**WORK REQUEST:**
Write out, word for word and with no pictures, each line below from the one containing "Target: denim fabric" through the one containing "of the engine", both included, and no other line.

**MATERIAL FOR THIS TASK:**
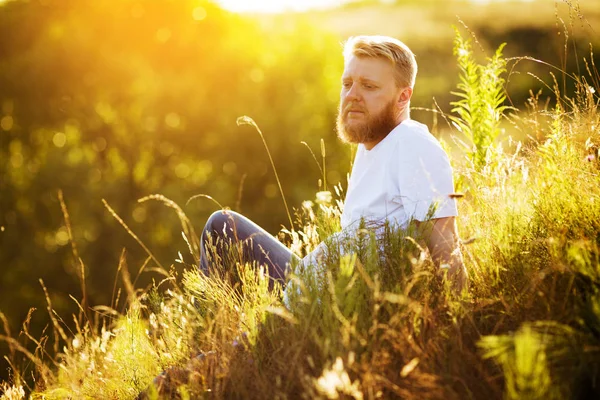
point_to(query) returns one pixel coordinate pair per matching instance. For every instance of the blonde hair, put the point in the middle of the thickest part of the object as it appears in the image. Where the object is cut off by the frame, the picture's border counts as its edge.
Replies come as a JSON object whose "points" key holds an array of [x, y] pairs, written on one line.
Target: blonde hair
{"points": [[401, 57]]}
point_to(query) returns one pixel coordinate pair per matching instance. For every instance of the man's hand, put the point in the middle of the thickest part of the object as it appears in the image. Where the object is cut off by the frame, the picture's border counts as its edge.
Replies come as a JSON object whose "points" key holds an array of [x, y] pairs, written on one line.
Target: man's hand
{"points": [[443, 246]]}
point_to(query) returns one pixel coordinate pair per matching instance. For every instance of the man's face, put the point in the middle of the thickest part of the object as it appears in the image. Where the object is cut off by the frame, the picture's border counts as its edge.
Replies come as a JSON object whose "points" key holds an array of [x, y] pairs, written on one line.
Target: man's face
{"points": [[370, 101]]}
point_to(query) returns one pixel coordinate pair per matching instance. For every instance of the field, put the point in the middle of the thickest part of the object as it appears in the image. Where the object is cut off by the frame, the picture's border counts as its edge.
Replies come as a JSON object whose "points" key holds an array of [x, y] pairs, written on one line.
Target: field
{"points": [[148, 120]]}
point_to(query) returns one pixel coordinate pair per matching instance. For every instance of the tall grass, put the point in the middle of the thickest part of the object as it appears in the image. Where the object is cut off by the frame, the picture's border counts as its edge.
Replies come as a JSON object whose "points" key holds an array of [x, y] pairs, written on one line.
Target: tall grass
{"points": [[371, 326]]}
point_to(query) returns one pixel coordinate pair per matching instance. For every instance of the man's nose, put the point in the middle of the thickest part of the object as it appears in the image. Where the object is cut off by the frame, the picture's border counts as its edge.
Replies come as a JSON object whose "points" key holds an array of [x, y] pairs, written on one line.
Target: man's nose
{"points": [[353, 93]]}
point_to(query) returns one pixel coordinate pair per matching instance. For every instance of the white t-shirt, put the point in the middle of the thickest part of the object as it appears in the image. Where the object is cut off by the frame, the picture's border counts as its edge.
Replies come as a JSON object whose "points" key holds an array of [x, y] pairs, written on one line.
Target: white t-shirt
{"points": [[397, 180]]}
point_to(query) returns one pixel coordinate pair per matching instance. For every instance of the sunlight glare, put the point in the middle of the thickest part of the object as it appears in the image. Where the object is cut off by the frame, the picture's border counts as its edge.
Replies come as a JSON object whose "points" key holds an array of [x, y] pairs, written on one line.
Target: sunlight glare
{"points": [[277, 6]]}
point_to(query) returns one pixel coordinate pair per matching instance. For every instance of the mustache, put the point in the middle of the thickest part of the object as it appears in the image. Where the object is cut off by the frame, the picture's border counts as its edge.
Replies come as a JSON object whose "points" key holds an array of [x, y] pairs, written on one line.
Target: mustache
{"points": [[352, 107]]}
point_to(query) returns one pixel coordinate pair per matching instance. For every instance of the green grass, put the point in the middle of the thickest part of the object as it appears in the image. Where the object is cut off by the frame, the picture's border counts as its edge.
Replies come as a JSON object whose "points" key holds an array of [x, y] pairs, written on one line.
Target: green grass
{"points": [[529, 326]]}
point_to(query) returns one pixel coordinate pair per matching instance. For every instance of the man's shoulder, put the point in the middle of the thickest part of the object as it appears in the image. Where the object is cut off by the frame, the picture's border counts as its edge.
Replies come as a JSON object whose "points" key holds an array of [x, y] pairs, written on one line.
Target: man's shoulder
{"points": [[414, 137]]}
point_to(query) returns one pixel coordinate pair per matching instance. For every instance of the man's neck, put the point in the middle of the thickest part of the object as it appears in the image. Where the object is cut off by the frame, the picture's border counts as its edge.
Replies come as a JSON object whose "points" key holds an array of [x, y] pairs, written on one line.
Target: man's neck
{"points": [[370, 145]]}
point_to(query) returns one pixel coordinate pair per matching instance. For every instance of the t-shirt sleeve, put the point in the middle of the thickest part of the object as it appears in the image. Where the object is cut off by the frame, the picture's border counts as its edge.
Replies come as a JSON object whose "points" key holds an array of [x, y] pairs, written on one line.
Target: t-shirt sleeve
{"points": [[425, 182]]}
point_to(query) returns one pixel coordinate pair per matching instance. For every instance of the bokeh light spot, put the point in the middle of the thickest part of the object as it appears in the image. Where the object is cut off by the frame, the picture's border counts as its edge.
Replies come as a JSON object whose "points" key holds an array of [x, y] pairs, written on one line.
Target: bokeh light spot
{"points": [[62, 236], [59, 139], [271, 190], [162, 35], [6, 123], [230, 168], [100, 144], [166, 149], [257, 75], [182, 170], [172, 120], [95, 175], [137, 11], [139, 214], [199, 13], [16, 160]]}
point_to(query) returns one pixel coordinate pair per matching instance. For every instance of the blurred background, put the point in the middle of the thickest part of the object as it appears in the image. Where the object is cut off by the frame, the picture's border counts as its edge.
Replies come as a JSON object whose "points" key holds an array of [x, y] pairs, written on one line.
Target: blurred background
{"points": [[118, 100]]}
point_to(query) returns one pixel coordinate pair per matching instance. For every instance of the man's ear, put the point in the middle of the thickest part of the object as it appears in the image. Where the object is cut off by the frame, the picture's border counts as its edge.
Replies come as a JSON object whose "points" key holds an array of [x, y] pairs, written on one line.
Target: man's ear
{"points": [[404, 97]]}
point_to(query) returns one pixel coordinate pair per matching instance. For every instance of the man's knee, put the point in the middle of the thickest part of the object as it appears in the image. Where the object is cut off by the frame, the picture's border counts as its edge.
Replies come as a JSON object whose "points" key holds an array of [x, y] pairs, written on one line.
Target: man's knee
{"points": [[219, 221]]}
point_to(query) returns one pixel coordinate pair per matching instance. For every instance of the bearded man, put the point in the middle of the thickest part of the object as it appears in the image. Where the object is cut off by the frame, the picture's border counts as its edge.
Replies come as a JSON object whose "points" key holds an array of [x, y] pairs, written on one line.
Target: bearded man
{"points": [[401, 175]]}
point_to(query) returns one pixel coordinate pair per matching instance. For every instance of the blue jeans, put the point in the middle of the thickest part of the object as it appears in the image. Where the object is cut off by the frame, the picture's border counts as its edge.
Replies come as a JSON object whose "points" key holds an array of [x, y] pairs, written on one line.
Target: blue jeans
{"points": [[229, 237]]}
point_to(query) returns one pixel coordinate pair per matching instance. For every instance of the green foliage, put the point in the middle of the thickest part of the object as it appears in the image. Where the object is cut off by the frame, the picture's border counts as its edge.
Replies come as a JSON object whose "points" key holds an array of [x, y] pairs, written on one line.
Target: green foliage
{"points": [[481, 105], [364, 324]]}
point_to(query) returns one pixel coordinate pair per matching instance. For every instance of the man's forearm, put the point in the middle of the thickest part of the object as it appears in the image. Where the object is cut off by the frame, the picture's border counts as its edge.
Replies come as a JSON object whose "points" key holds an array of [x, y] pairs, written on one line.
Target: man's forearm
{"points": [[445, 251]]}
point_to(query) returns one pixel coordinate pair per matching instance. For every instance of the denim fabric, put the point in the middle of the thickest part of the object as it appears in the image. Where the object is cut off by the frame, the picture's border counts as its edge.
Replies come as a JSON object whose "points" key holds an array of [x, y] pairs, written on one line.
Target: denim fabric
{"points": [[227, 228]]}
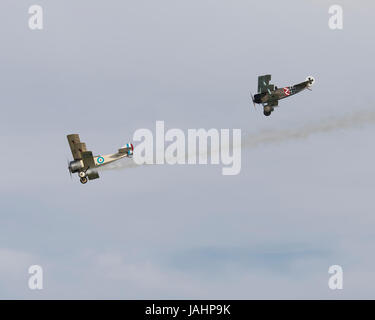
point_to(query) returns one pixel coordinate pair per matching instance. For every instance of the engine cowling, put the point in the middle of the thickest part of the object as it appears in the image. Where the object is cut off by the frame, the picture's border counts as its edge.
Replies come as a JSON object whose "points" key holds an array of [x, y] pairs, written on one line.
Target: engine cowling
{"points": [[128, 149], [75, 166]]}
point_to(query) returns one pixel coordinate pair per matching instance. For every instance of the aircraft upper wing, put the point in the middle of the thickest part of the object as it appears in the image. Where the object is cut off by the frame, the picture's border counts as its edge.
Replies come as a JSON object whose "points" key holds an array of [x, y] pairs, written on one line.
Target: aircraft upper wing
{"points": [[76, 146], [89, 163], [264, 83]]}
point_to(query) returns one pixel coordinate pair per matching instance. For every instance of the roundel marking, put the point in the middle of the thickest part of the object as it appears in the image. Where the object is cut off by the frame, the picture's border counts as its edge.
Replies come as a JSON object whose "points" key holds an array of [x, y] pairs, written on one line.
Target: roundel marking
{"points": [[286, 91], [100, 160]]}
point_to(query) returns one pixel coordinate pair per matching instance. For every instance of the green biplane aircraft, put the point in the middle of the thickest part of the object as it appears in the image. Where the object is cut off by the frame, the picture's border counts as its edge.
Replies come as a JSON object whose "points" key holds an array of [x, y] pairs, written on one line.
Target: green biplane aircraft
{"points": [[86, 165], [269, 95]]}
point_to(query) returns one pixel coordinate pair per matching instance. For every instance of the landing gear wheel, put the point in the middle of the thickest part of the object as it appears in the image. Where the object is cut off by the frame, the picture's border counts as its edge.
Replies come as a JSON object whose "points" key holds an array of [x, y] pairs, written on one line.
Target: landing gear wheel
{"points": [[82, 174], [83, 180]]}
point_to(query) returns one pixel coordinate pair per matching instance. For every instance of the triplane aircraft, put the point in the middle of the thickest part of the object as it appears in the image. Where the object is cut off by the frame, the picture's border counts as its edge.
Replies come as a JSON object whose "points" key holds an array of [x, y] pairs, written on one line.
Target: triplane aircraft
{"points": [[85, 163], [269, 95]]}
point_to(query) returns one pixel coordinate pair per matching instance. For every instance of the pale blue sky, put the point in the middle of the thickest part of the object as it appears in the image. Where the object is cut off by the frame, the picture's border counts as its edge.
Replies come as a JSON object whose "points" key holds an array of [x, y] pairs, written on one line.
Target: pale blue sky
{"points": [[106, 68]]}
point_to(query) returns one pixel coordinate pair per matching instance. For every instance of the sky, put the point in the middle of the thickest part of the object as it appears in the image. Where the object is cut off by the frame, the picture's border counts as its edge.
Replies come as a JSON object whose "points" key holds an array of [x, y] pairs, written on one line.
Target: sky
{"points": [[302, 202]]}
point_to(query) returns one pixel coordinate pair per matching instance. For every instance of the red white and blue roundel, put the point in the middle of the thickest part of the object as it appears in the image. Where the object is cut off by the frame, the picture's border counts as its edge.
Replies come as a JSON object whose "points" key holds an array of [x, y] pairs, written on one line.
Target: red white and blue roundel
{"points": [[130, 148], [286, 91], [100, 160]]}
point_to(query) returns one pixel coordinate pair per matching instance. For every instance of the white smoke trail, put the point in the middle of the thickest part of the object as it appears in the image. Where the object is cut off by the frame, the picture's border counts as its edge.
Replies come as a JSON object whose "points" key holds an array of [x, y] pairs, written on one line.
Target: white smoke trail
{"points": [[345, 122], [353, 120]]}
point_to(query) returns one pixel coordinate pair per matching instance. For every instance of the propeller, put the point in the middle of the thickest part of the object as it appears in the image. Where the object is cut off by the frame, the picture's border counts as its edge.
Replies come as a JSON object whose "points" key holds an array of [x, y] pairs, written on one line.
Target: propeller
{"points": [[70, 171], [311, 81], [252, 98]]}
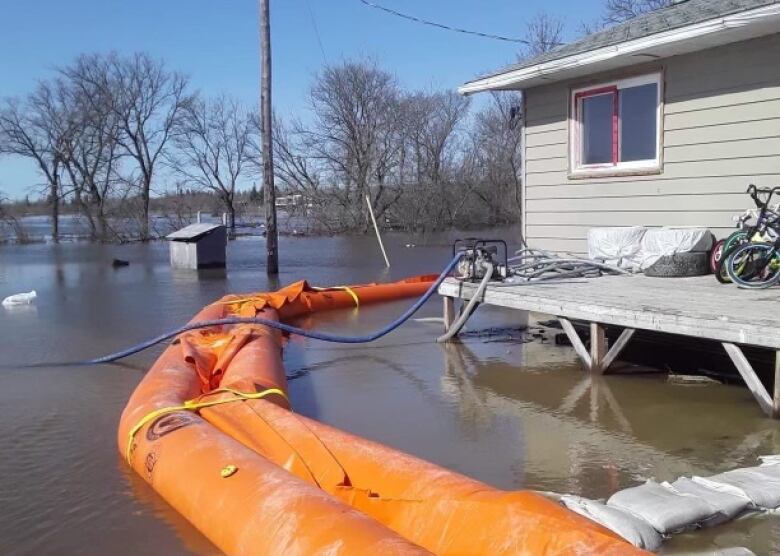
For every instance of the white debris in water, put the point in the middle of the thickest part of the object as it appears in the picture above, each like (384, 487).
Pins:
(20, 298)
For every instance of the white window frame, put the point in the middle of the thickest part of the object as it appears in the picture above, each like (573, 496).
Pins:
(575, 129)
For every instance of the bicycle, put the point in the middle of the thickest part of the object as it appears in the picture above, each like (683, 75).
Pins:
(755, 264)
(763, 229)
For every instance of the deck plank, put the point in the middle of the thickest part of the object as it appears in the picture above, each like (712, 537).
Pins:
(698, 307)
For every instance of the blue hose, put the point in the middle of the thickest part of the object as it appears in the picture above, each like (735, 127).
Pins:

**PROBLEM SOLUTION:**
Target: denim fabric
{"points": [[227, 228]]}
point_to(query) returns one pixel coordinate pair per matching instance. For every instance of the engine cowling, put the point in the middle of the thickest part of the object as it appears in the image. Where the object is cut off by the frame, the picture's border counts as its edge.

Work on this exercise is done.